(Items from a dataset)
◆ ◆ ◆

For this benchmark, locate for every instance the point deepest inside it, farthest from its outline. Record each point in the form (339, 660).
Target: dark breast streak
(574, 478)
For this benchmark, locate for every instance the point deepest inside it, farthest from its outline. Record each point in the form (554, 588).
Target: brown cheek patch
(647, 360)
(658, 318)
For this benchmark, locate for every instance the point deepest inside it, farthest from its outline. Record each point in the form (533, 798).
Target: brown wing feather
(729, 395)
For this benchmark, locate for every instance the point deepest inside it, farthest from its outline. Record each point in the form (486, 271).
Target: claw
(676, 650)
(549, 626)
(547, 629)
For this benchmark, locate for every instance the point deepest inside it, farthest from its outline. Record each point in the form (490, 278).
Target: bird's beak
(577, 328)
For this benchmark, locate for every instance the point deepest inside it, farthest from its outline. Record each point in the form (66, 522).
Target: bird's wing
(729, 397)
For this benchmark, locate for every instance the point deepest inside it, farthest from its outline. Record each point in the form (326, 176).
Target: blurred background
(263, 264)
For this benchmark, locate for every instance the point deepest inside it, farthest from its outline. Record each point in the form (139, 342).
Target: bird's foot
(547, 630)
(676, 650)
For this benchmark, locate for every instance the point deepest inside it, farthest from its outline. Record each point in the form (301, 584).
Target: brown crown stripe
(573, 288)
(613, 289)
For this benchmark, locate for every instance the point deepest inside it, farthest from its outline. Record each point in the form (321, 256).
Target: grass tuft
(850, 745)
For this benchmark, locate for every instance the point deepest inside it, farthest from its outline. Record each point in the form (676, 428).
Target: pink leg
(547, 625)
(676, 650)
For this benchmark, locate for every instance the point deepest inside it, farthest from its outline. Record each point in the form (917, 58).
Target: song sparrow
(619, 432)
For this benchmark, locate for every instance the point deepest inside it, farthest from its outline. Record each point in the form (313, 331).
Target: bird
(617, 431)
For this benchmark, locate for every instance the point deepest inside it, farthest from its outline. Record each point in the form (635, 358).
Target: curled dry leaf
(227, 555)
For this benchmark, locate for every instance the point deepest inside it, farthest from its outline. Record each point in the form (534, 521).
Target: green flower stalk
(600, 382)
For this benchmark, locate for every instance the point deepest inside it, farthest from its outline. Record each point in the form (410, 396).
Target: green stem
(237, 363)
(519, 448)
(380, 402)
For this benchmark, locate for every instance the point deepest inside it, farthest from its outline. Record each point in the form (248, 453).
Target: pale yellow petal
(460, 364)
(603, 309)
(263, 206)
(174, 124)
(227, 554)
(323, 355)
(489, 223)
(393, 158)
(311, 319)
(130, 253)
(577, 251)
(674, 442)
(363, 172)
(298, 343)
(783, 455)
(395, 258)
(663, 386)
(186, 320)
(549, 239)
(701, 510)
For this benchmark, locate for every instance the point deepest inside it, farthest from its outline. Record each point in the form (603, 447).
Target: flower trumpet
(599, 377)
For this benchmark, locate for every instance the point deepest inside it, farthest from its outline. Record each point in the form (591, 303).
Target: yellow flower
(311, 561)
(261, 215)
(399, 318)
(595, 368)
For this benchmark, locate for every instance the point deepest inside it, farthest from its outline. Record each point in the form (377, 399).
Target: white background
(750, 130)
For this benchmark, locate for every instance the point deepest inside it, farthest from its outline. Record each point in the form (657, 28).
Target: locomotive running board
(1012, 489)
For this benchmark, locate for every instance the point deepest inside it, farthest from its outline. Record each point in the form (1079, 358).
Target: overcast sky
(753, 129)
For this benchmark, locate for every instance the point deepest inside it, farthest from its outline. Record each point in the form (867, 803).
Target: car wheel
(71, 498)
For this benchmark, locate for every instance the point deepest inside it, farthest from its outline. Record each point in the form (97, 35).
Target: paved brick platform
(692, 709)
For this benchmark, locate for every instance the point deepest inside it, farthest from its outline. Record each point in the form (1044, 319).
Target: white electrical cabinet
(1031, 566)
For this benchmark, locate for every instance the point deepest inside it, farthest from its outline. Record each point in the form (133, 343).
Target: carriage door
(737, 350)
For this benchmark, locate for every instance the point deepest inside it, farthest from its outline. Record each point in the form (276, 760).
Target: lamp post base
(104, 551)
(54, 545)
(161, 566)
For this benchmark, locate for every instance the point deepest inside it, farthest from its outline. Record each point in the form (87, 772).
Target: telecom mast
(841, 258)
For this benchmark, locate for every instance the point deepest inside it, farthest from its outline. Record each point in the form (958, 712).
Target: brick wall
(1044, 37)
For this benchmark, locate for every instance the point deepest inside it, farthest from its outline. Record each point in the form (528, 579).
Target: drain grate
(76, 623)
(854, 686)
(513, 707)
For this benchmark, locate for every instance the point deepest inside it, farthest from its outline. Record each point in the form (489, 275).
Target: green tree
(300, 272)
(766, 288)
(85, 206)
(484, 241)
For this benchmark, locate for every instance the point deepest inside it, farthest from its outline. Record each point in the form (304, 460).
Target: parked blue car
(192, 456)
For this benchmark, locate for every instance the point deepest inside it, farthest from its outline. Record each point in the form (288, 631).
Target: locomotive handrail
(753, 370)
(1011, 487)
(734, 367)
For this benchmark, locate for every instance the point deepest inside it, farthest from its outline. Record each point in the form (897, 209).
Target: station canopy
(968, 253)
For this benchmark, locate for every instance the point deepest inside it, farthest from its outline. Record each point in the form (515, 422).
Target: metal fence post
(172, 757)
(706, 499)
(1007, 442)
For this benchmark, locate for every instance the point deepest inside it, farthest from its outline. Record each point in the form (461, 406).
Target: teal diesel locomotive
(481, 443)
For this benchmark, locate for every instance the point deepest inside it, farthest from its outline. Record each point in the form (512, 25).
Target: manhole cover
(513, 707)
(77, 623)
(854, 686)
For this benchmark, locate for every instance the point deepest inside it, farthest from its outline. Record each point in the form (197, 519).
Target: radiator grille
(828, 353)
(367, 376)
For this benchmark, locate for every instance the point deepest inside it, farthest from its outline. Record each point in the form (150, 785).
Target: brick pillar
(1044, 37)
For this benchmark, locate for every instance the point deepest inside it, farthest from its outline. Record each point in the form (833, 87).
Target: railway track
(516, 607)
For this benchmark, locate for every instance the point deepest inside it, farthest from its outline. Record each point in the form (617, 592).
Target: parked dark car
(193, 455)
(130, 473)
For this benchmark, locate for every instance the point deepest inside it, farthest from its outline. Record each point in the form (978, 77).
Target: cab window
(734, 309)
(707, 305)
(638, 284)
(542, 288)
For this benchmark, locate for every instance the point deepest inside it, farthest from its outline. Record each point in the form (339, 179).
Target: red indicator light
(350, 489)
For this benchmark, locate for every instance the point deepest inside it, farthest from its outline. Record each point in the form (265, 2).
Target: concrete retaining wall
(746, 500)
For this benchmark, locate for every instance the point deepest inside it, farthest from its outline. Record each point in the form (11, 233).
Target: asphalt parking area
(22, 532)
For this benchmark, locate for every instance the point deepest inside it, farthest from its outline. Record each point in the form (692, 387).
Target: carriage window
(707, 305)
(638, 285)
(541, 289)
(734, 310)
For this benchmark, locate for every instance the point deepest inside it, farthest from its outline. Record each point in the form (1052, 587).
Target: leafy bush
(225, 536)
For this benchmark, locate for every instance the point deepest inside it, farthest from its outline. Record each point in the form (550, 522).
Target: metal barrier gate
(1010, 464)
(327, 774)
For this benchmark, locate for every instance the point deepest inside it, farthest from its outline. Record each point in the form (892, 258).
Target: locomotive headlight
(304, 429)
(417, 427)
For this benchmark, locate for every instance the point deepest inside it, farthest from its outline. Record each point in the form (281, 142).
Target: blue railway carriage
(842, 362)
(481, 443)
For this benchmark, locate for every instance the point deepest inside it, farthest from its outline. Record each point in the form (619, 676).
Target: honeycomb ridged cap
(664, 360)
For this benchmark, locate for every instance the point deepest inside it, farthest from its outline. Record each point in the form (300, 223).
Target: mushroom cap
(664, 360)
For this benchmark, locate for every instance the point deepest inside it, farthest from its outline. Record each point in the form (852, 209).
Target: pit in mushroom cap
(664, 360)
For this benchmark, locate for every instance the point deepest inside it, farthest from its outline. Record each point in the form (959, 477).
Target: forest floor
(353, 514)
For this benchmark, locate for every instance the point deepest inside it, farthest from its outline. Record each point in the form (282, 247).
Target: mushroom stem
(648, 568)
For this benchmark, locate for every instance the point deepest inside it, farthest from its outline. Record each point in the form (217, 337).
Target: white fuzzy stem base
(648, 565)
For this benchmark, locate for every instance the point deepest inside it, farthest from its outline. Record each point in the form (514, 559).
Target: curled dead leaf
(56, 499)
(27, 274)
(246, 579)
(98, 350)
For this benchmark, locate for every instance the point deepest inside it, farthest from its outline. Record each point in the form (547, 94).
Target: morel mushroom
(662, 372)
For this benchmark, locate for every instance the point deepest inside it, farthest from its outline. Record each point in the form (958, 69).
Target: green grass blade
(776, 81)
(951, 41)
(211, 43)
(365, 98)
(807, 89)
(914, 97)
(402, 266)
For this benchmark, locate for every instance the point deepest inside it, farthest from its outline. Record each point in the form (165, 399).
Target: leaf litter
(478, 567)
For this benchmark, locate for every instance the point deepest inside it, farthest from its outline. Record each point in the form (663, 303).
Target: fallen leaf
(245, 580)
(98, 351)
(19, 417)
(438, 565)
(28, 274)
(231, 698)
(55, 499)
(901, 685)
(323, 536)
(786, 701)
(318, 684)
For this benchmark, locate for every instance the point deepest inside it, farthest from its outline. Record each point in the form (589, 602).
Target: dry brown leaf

◆ ◆ ◆

WORK TO BE COMPLETED
Return, unchanged, each line from the line containing "form (547, 94)." through the last line of the material.

TASK RESULT
For this benchmark, locate for every instance the point deepest inside it, farthest from its outline. Record each point in the form (547, 94).
Target: morel mushroom
(662, 372)
For this benchmark, locate for every instance the point deepest inside it, farthest from its outline. Record each point in the form (958, 69).
Target: green grass blade
(776, 81)
(951, 41)
(211, 43)
(365, 98)
(807, 89)
(914, 97)
(402, 266)
For this benchmark, locate for every instance the point deepest inside it, farthest from its outline. Record each point in the form (165, 399).
Target: leaf litter
(478, 567)
For this benchmark, locate for every instance the point deepest inside it, farthest from its outline. Record each point in the form (663, 303).
Target: fallen leaf
(245, 580)
(98, 351)
(19, 417)
(438, 565)
(28, 274)
(231, 698)
(55, 499)
(901, 685)
(323, 536)
(786, 701)
(318, 684)
For this benchmark, locate for every instance the point deepest inside it, farthest from its outline. Record each point in the form (589, 602).
Target: dry brown leaf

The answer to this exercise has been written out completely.